--- start Excerpt provided ---
We visualize the learned features of DeiT and TNT to further understand the effect of the proposed method. For better visualization, the input image is resized to 1024 $\times$ 1024. The feature maps are formed by reshaping the patch embeddings according to their spatial positions. The feature maps in the 1-st, 6-th and 12-th blocks are shown in Fig. 3(a) where 12 feature maps are randomly sampled for these blocks each. In TNT, the local information are better preserved compared to DeiT. We also visualize all the 384 feature maps in the 12-th block using t-SNE (Fig. 3(b)). We can see that the features of TNT are more diverse and contain richer information than those of DeiT. These benefits owe to the introduction of inner transformer block for modeling local features.

In addition to the patch-level features, we also visualize the pixel-level embeddings of TNT in Fig. 4. For each patch, we reshape the word embeddings according to their spatial positions to form the feature maps and then average these feature maps by the channel dimension. The averaged feature maps corresponding to the 14 $\times$ 14 patches are shown in Fig. 4. We can see that the local information is well preserved in the shallow layers, and the representations become more abstract gradually as the network goes deeper.

Visualization of Attention Maps.

There are two self-attention layers in our TNT block, i.e., an inner self-attention and an outer self-attention for modeling relationship among visual words and sentences respectively. We show the attention maps of different queries in the inner transformer in Figure 5. For a given query visual word, the attention values of visual words with similar appearance are higher, indicating their features will be interacted more relevantly with the query. These interactions are missed in ViT and DeiT, etc. The attention maps in the outer transformer can be found in the supplemental material.

5 Transfer Learning

To demonstrate the strong generalization ability of TNT, we transfer TNT-S, TNT-B models trained on ImageNet to the downstream tasks.
--- end Excerpt provided ---
--- start Information provided ---
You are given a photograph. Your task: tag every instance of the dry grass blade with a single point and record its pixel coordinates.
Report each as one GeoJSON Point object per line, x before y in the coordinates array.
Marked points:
--- end Information provided ---
• [Tasks to complete]:
**A.** Could you write out everything in the TNT visualization passage from "There are two" down to "the downstream tasks."?
**B.** Can you pick up the TNT visualization passage after its last sentence and keep writing it?

• [Written responses]:
**A.**
There are two self-attention layers in our TNT block, i.e., an inner self-attention and an outer self-attention for modeling relationship among visual words and sentences respectively. We show the attention maps of different queries in the inner transformer in Figure 5. For a given query visual word, the attention values of visual words with similar appearance are higher, indicating their features will be interacted more relevantly with the query. These interactions are missed in ViT and DeiT, etc. The attention maps in the outer transformer can be found in the supplemental material.

5 Transfer Learning

To demonstrate the strong generalization ability of TNT, we transfer TNT-S, TNT-B models trained on ImageNet to the downstream tasks.

**B.**
Following DeiT , we evaluate our models on 4 image classification datasets with training set size ranging from 2,040 to 50,000 images. These datasets include superordinate-level object classification (CIFAR-10 , CIFAR-100 ) and fine-grained object classification (Oxford-IIIT Pets , Oxford 102 Flowers and iNaturalist 2019 ), shown in Table 2. All models are fine-tuned with an image resolution of 384 $\times$ 384. We adopt the same training settings as those at the pre-training stage by preserving all data augmentation strategies. In order to fine-tune in a different resolution, we also interpolate the position embeddings of new patches. For CIFAR-10 and CIFAR-100, we fine-tune the models for 64 epochs, and for fine-grained datasets, we fine-tune the models for 300 epochs. Table 9 compares the transfer learning results of TNT to those of ViT, DeiT and other convolutional networks. We find that TNT outperforms DeiT in most datasets with less parameters, which shows the superiority of modeling pixel-level relations to get better feature representation.

Pure Transformer Object Detection.

We construct a pure transformer object detection pipeline by combining our TNT and DETR . For fair comparison, we adopt the training and testing settings in PVT and add a 2 $\times$ 2 average pooling to make the output size of TNT backbone the same as that of PVT and ResNet. All the compared models are trained using AdamW with batch size of 16 for 50 epochs. The training images are randomly resized to have a shorter side in the range of and a longer side within 1333 pixels. For testing, the shorter side is set as 800 pixels. The results on COCO val2017 are shown in Table 10. Under the same setting, DETR with TNT-S backbone outperforms the representative pure transformer detector DETR+PVT-Small by 3.5 AP with similar parameters.

Pure Transformer Semantic Segmentation.

We adopt the segmentation framework of Trans2Seg to build the pure transformer semantic segmentation based on TNT backbone. We follow the training and testing configuration in PVT for fair comparison. All the compared models are trained by AdamW optimizer with initial learning rate of 1e-4 and polynomial decay schedule. We apply random resize and crop of 512 $\times$ 512 during training. The ADE20K results with single scale testing are shown in Table 11. With similar parameters, Trans2Seg with TNT-S backbone achieves 43.6% mIoU, which is 1.0% higher than that of PVT-small backbone and 2.8% higher than that of DeiT-S backbone.

Conclusion

In this paper, we propose a novel Transformer-iN-Transformer (TNT) network architecture for visual recognition. In particular, we uniformly split the image into a sequence of patches (visual sentences) and view each patch as a sequence of sub-patches (visual words). We introduce a TNT block in which an outer transformer block is utilized for processing the sentence embeddings and an inner transformer block is used to model the relation among word embeddings. The information of visual word embeddings is added to the visual sentence embedding after the projection of a linear layer. We build our TNT architecture by stacking the TNT blocks. Compared to the conventional vision transformers (ViT) which corrupts the local structure of the patch, our TNT can better preserve and model the local information for visual recognition. Extensive experiments on ImageNet and downstream tasks have demonstrate the effectiveness of the proposed TNT architecture.

Acknowledgement

This work was supported by NSFC (62072449, 61632003), Guangdong-Hongkong-Macao Joint Research Grant (2020B1515130004) and Macao FDCT (0018/2019/AKP, 0015/2019/AKP).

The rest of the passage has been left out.